> Exercise description
Rewrite the entries below as a numbered list, one line per item, starting from the line with "Could you point out the main" and running through the final line of the entries, both included. Leave out any blank lines.

BEGIN Data for processing

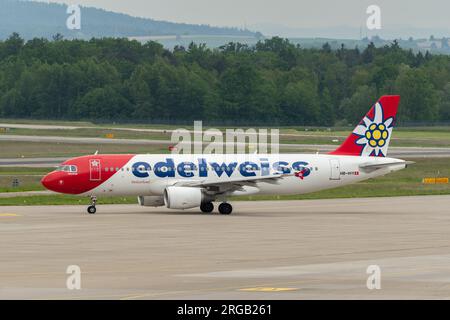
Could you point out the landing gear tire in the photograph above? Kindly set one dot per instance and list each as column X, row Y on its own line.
column 207, row 207
column 225, row 208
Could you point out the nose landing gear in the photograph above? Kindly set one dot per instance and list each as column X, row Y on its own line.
column 91, row 208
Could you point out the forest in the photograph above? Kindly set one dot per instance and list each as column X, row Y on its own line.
column 273, row 82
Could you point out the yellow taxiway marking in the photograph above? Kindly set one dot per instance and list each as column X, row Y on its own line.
column 268, row 289
column 9, row 215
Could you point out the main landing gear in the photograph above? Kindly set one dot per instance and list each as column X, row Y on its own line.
column 91, row 208
column 224, row 208
column 207, row 207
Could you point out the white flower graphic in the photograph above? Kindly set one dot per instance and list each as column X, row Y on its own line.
column 374, row 134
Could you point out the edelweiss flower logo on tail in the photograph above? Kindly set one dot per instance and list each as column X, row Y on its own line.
column 374, row 134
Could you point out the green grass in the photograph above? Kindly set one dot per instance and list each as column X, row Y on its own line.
column 403, row 137
column 406, row 182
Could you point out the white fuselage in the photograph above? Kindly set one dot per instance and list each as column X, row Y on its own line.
column 149, row 175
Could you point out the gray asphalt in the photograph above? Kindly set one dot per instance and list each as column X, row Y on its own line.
column 274, row 250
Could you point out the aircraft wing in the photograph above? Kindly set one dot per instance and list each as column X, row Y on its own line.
column 233, row 184
column 375, row 166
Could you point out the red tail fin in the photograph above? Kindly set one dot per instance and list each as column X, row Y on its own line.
column 372, row 135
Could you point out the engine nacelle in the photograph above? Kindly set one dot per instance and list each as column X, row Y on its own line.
column 153, row 201
column 183, row 197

END Data for processing

> Full answer
1. Could you point out the main landing gear in the photograph above? Kindly set one dot per instance and list each as column X, row Y on its own line.
2. column 91, row 208
3. column 224, row 208
4. column 207, row 207
5. Could you point out the white flower graphic in the photograph above? Kindly set one dot per instance and list each as column X, row Y on its own line.
6. column 374, row 134
7. Could you point out the edelweiss flower logo on tail in the photograph above? Kindly set one dot per instance and list each as column X, row Y on its own line.
8. column 374, row 134
9. Could you point out the green grass in the photograph above? Kindly set one dot per instance and list each as column X, row Y on its own line.
10. column 403, row 137
11. column 406, row 182
12. Could you point out the white fuselage in the photograph above? Kindly set one dot per instance and list each as column X, row Y on its own line.
13. column 149, row 175
14. Could you point out the gray asphalt in the photograph above? Kindly set one dot per instance and list each as column X, row Y on its own line.
15. column 274, row 250
16. Could you point out the aircraft wing in the photograph above? Kindly set one dot per instance and list each as column X, row Y on its own line.
17. column 233, row 184
18. column 375, row 166
19. Could you point out the red tail fin in the photograph above? Kindly set one dot per instance and list each as column X, row Y on its own line.
20. column 372, row 135
21. Could you point out the engine nacelle in the photograph above? Kindly set one dot per instance and list each as column X, row Y on its own line.
22. column 153, row 201
23. column 183, row 197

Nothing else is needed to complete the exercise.